(Dataset records)

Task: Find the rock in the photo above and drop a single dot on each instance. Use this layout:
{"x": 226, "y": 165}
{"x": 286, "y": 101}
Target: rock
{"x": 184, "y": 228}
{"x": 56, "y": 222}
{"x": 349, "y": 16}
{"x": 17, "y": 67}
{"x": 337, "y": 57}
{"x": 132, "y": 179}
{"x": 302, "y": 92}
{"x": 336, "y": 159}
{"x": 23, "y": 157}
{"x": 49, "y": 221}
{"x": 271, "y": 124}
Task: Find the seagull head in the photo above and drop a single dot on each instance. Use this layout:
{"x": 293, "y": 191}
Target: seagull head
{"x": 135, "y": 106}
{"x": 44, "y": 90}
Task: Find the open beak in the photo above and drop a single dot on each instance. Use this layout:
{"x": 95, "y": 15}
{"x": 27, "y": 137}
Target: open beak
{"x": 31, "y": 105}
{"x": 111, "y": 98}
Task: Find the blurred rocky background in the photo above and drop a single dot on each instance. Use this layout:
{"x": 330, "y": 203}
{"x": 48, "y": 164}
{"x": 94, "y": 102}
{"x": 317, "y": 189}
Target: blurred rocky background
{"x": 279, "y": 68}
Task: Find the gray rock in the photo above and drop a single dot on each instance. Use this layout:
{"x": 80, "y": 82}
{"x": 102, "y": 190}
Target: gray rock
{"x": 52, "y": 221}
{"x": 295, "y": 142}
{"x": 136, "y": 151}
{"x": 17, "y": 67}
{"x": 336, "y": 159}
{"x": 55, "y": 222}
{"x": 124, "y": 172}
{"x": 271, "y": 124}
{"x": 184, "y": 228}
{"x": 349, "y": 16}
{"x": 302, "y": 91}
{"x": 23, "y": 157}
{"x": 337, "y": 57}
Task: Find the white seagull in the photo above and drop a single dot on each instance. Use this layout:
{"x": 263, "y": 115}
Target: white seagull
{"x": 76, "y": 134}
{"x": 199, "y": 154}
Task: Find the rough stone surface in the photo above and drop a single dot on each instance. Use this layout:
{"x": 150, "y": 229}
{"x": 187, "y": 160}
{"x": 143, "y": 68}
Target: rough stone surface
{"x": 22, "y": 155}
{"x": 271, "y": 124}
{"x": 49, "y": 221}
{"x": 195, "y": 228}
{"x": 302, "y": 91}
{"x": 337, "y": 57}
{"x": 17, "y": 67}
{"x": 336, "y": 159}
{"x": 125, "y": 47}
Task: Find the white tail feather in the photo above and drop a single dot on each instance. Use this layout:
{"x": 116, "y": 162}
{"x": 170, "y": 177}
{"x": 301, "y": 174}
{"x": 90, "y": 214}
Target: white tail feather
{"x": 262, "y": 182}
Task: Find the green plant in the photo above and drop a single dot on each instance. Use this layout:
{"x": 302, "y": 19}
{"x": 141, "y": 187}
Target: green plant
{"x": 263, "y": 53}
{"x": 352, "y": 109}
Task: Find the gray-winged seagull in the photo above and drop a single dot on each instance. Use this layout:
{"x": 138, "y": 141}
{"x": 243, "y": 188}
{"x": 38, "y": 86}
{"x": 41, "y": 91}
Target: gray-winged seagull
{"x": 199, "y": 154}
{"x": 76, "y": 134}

Task objective: List each line of the records that holds the string "above".

The answer:
Task: Find the rock in the photo above and drop a single dot on each instance. Use this layout:
Task: Find the seagull head in the photo above and drop a single dot on each instance. Use this layout:
Task: Find the open beak in the photo above and drop a single dot on each instance. Use this layout:
Task: Find the blurred rocky background in the photo above and drop a single dot on each instance. Use this layout:
Task: Find the gray rock in the photo above and drop a single dot on each instance. Use this layout:
Task: Find the white seagull in the photo above and drop a single dot on each instance. Use this layout:
Task: Find the rough stone surface in the photo above and drop a single dot on each instance. Use this layout:
Task: Find the white tail feather in the photo above and drop a single dot on each instance. Use this layout:
Task: Find the green plant in the photo above and drop a single dot on each instance. Use this layout:
Task: Find the gray-winged seagull in the photo above and drop a single dot on each instance. Use this layout:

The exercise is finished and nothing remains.